Work item
Please give again every entry exactly as it appears, setting aside the pictures.

Raw data

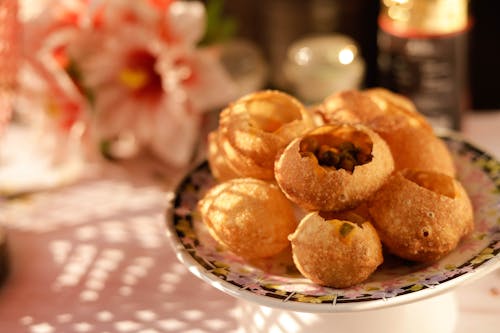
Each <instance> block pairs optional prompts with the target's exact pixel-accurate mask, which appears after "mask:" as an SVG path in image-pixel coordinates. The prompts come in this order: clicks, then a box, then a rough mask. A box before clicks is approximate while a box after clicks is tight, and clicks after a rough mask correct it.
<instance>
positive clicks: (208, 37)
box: [200, 0, 238, 46]
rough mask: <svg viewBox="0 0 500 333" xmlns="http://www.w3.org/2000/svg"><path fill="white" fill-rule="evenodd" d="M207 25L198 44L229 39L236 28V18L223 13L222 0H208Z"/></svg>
mask: <svg viewBox="0 0 500 333" xmlns="http://www.w3.org/2000/svg"><path fill="white" fill-rule="evenodd" d="M206 10H207V26H206V30H205V36H204V37H203V39H202V40H201V41H200V45H201V46H204V45H210V44H215V43H220V42H224V41H226V40H228V39H231V38H232V37H233V36H234V35H235V34H236V31H237V29H238V24H237V21H236V19H234V18H233V17H228V16H225V15H224V0H209V1H208V2H207V5H206Z"/></svg>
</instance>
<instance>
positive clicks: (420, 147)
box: [377, 127, 456, 177]
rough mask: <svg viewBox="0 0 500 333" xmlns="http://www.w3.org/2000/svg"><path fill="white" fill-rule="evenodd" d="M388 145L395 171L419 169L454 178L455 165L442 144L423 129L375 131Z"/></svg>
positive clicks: (443, 142) (454, 174) (432, 134)
mask: <svg viewBox="0 0 500 333" xmlns="http://www.w3.org/2000/svg"><path fill="white" fill-rule="evenodd" d="M377 133H379V134H380V136H381V137H382V138H383V139H384V140H385V142H387V145H389V147H390V149H391V152H392V156H394V165H395V170H403V169H421V170H429V171H436V172H442V173H444V174H446V175H449V176H452V177H454V176H455V175H456V169H455V164H454V163H453V159H452V157H451V154H450V152H449V150H448V148H447V147H446V145H445V144H444V142H443V141H442V140H441V139H439V138H438V137H437V136H435V135H434V134H433V133H432V132H429V131H427V130H426V129H424V128H409V127H400V128H398V129H395V130H392V131H377Z"/></svg>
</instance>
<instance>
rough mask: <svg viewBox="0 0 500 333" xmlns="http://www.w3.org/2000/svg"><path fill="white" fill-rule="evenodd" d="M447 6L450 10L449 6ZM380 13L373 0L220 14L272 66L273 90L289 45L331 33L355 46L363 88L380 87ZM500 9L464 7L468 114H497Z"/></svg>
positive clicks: (228, 5)
mask: <svg viewBox="0 0 500 333" xmlns="http://www.w3.org/2000/svg"><path fill="white" fill-rule="evenodd" d="M423 1H427V2H432V0H423ZM205 2H206V1H205ZM395 2H398V1H395ZM400 2H404V1H400ZM434 2H438V1H434ZM441 2H443V1H441ZM447 2H448V3H449V4H450V5H451V6H453V1H447ZM456 2H457V3H458V2H460V0H456ZM382 3H383V2H382ZM380 7H381V2H379V1H376V0H371V1H366V0H349V1H341V0H308V1H303V0H272V1H269V0H231V1H225V2H224V3H223V12H224V16H226V17H231V18H233V19H234V21H235V22H236V35H237V36H240V37H244V38H248V39H250V40H252V41H254V42H255V43H256V44H257V45H258V46H259V47H260V48H261V50H262V51H263V54H264V57H265V58H266V60H267V61H268V62H269V64H270V81H269V82H270V85H271V86H272V85H278V86H279V85H280V84H281V83H282V79H283V78H282V73H281V70H280V68H281V64H282V63H283V61H284V59H285V58H286V52H287V47H289V46H290V44H291V43H292V42H294V41H295V40H297V39H299V38H301V37H304V36H307V35H310V34H316V33H321V34H323V33H332V32H335V33H341V34H345V35H347V36H349V37H351V38H352V39H353V40H354V41H355V42H357V43H358V45H359V48H360V53H361V56H362V58H364V60H365V62H366V70H365V75H364V78H363V82H362V85H363V86H364V87H372V86H377V85H379V84H380V77H379V72H378V68H377V57H378V55H379V49H378V46H377V32H378V24H377V20H378V16H379V13H380V9H381V8H380ZM499 8H500V4H499V2H498V1H494V0H470V1H469V2H468V9H467V10H468V13H469V24H470V26H469V29H468V31H467V32H466V33H467V38H468V46H467V48H466V52H467V54H466V56H467V57H466V58H465V59H466V61H467V64H468V74H467V78H466V84H467V86H468V94H469V97H468V104H469V107H468V109H472V110H482V111H486V110H493V109H498V108H500V98H499V94H498V93H499V91H498V90H499V89H498V85H497V83H496V82H497V80H498V78H499V77H500V63H499V62H498V59H499V57H498V54H499V53H500V39H499V38H498V37H497V36H499V35H500V22H499V20H498V15H497V13H498V10H499Z"/></svg>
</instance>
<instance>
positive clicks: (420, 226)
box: [368, 169, 474, 262]
mask: <svg viewBox="0 0 500 333" xmlns="http://www.w3.org/2000/svg"><path fill="white" fill-rule="evenodd" d="M368 210H369V212H370V215H371V216H372V219H373V224H374V226H375V228H376V229H377V231H378V233H379V236H380V238H381V240H382V242H383V243H384V244H385V245H386V246H387V248H388V250H389V251H390V252H392V253H393V254H395V255H397V256H399V257H401V258H404V259H408V260H412V261H418V262H433V261H436V260H438V259H440V258H441V257H443V256H444V255H446V254H447V253H449V252H450V251H452V250H453V249H454V248H455V247H456V246H457V244H458V242H459V241H460V239H461V238H462V237H464V236H465V235H466V234H468V233H469V232H470V231H471V230H472V229H473V227H474V222H473V210H472V205H471V202H470V200H469V197H468V196H467V193H466V192H465V190H464V188H463V187H462V185H461V184H460V182H458V181H457V180H456V179H454V178H452V177H450V176H448V175H445V174H442V173H437V172H432V171H422V170H412V169H405V170H401V171H398V172H395V173H394V174H393V175H392V176H391V177H390V178H389V180H388V181H387V182H386V184H384V186H383V187H382V188H381V189H380V190H379V191H378V192H377V193H376V194H375V195H374V196H373V197H372V198H371V199H370V201H369V203H368Z"/></svg>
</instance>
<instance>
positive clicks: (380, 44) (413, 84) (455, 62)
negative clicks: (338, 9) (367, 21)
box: [377, 0, 470, 130]
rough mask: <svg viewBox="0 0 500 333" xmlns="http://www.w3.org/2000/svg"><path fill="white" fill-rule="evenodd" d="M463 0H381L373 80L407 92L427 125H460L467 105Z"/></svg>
mask: <svg viewBox="0 0 500 333" xmlns="http://www.w3.org/2000/svg"><path fill="white" fill-rule="evenodd" d="M467 5H468V3H467V0H384V1H382V2H381V9H380V15H379V23H378V24H379V32H378V38H377V43H378V48H379V56H378V68H379V83H380V85H381V86H383V87H386V88H388V89H391V90H393V91H395V92H398V93H401V94H403V95H405V96H407V97H409V98H410V99H411V100H412V101H413V102H414V103H415V105H416V106H417V109H418V110H419V111H420V112H422V113H423V114H424V115H425V116H426V117H427V118H428V119H429V121H430V122H431V124H432V125H433V126H436V127H445V128H451V129H454V130H460V129H461V119H462V115H463V113H464V112H465V111H466V110H467V109H468V108H469V94H468V76H467V75H468V74H467V49H468V47H467V32H468V30H469V26H470V23H469V19H468V8H467Z"/></svg>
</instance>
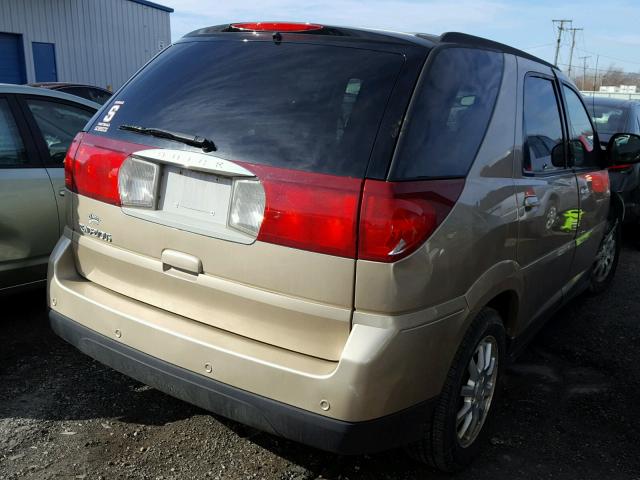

Response below
Each <instance> block pairs optional prompts with the target's exact pixel-accurate mask, which appears after "mask:" as an SVG path in image-pixel coordinates. The prompts come in this order: clicks, then a box, then a rough mask. A box before clicks is approximate while a box after clicks is tight, and clicks after a rough mask correct it.
<instance>
positive clicks: (208, 37)
box: [200, 0, 238, 46]
rough mask: <svg viewBox="0 0 500 333" xmlns="http://www.w3.org/2000/svg"><path fill="white" fill-rule="evenodd" d="M207 25L198 44L229 39L236 28V18L223 13L222 0H208Z"/></svg>
mask: <svg viewBox="0 0 500 333" xmlns="http://www.w3.org/2000/svg"><path fill="white" fill-rule="evenodd" d="M206 10H207V26H206V30H205V36H204V37H203V39H202V40H201V41H200V45H201V46H204V45H210V44H215V43H220V42H224V41H226V40H228V39H231V38H232V37H233V36H234V35H235V34H236V31H237V29H238V24H237V21H236V19H234V18H233V17H228V16H225V15H224V0H209V1H208V2H207V5H206Z"/></svg>
</instance>
<instance>
positive clicks: (420, 147)
box: [377, 127, 456, 177]
rough mask: <svg viewBox="0 0 500 333" xmlns="http://www.w3.org/2000/svg"><path fill="white" fill-rule="evenodd" d="M388 145L395 171L419 169L454 178L455 165L442 144L423 129L375 131Z"/></svg>
positive clicks: (443, 142) (454, 174) (432, 134)
mask: <svg viewBox="0 0 500 333" xmlns="http://www.w3.org/2000/svg"><path fill="white" fill-rule="evenodd" d="M377 133H379V134H380V136H381V137H382V138H383V139H384V140H385V142H387V145H389V147H390V149H391V152H392V156H394V165H395V170H403V169H421V170H429V171H436V172H442V173H444V174H446V175H449V176H452V177H454V176H455V175H456V169H455V164H454V163H453V159H452V157H451V154H450V152H449V150H448V148H447V147H446V145H445V144H444V142H443V141H442V140H441V139H439V138H438V137H437V136H435V135H434V134H433V133H432V132H429V131H427V130H426V129H424V128H409V127H400V128H398V129H395V130H392V131H377Z"/></svg>
</instance>
<instance>
rough mask: <svg viewBox="0 0 500 333" xmlns="http://www.w3.org/2000/svg"><path fill="white" fill-rule="evenodd" d="M447 6L450 10L449 6ZM380 13L373 0L220 14L272 66L273 90L289 45L331 33L355 46L363 88L380 87ZM500 9L464 7L468 114H497Z"/></svg>
positive clicks: (228, 5)
mask: <svg viewBox="0 0 500 333" xmlns="http://www.w3.org/2000/svg"><path fill="white" fill-rule="evenodd" d="M423 1H427V2H432V0H423ZM205 2H206V1H205ZM395 2H398V1H395ZM400 2H404V1H400ZM434 2H438V1H434ZM441 2H443V1H441ZM447 2H448V3H449V4H450V5H451V6H453V1H447ZM456 2H457V3H458V2H460V0H456ZM382 3H383V2H382ZM380 7H381V2H379V1H376V0H371V1H366V0H349V1H341V0H308V1H303V0H272V1H269V0H231V1H225V2H224V3H223V12H224V16H226V17H231V18H233V19H234V21H235V22H236V35H237V36H240V37H244V38H248V39H250V40H252V41H254V42H255V43H256V44H257V45H258V46H259V47H260V48H261V50H262V51H263V54H264V57H265V58H266V60H267V61H268V62H269V64H270V81H269V82H270V85H271V86H272V85H278V86H279V85H280V84H281V83H282V79H283V78H282V73H281V70H280V68H281V64H282V63H283V61H284V59H285V58H286V52H287V47H289V46H290V44H291V43H292V42H294V41H295V40H297V39H299V38H301V37H304V36H307V35H310V34H316V33H321V34H323V33H332V32H335V33H341V34H345V35H347V36H349V37H351V38H352V39H353V40H354V41H355V42H357V43H358V45H359V48H360V53H361V56H362V58H364V60H365V62H366V70H365V75H364V78H363V82H362V85H363V86H364V87H372V86H377V85H379V84H380V77H379V72H378V68H377V57H378V55H379V49H378V46H377V32H378V24H377V20H378V16H379V13H380V9H381V8H380ZM499 8H500V4H499V2H498V1H494V0H470V1H469V2H468V9H467V10H468V13H469V24H470V26H469V29H468V31H467V32H466V33H467V38H468V46H467V48H466V52H467V54H466V56H467V57H466V58H465V59H466V61H467V64H468V74H467V78H466V84H467V86H468V94H469V97H468V104H469V107H468V109H472V110H482V111H486V110H493V109H498V108H500V98H499V94H498V93H499V91H498V90H499V89H498V85H497V83H496V82H497V80H498V78H499V77H500V63H499V62H498V59H499V57H498V54H499V53H500V39H499V38H498V37H497V36H499V35H500V22H499V20H498V15H497V13H498V10H499Z"/></svg>
</instance>
<instance>
positive clicks: (420, 226)
box: [368, 169, 474, 262]
mask: <svg viewBox="0 0 500 333" xmlns="http://www.w3.org/2000/svg"><path fill="white" fill-rule="evenodd" d="M368 210H369V212H370V215H371V216H372V219H373V224H374V226H375V228H376V229H377V231H378V233H379V236H380V238H381V240H382V242H383V243H384V244H385V245H386V246H387V248H388V250H389V251H390V252H392V253H393V254H395V255H397V256H399V257H401V258H404V259H408V260H412V261H418V262H433V261H436V260H438V259H440V258H441V257H443V256H444V255H446V254H447V253H449V252H450V251H452V250H453V249H454V248H455V247H456V246H457V244H458V242H459V241H460V239H461V238H462V237H464V236H465V235H466V234H468V233H469V232H470V231H471V230H472V229H473V227H474V222H473V210H472V205H471V202H470V200H469V197H468V196H467V193H466V192H465V190H464V188H463V187H462V185H461V184H460V182H458V181H457V180H456V179H454V178H452V177H450V176H448V175H445V174H442V173H437V172H432V171H422V170H412V169H405V170H401V171H398V172H395V173H394V174H393V175H392V176H391V177H390V178H389V180H388V181H387V182H386V184H384V186H383V187H382V188H381V189H380V190H379V191H378V192H377V193H376V194H375V195H374V196H373V197H372V198H371V199H370V201H369V203H368Z"/></svg>
</instance>
<instance>
positive clicks: (380, 44) (413, 84) (455, 62)
negative clicks: (338, 9) (367, 21)
box: [377, 0, 470, 130]
rough mask: <svg viewBox="0 0 500 333" xmlns="http://www.w3.org/2000/svg"><path fill="white" fill-rule="evenodd" d="M463 0H381L373 80L407 92L427 125H460L467 105Z"/></svg>
mask: <svg viewBox="0 0 500 333" xmlns="http://www.w3.org/2000/svg"><path fill="white" fill-rule="evenodd" d="M467 5H468V3H467V0H384V1H382V2H381V9H380V15H379V23H378V24H379V32H378V38H377V43H378V48H379V56H378V68H379V83H380V85H381V86H383V87H386V88H388V89H391V90H393V91H395V92H398V93H401V94H403V95H405V96H407V97H409V98H410V99H411V100H412V101H413V102H414V103H415V105H416V106H417V109H418V110H419V111H420V112H422V113H423V114H424V115H425V116H426V117H427V118H428V119H429V121H430V122H431V124H432V125H433V126H436V127H445V128H451V129H454V130H460V129H461V119H462V115H463V113H464V112H465V111H466V110H467V109H468V108H469V94H468V76H467V75H468V74H467V49H468V47H467V32H468V30H469V26H470V23H469V19H468V8H467Z"/></svg>
</instance>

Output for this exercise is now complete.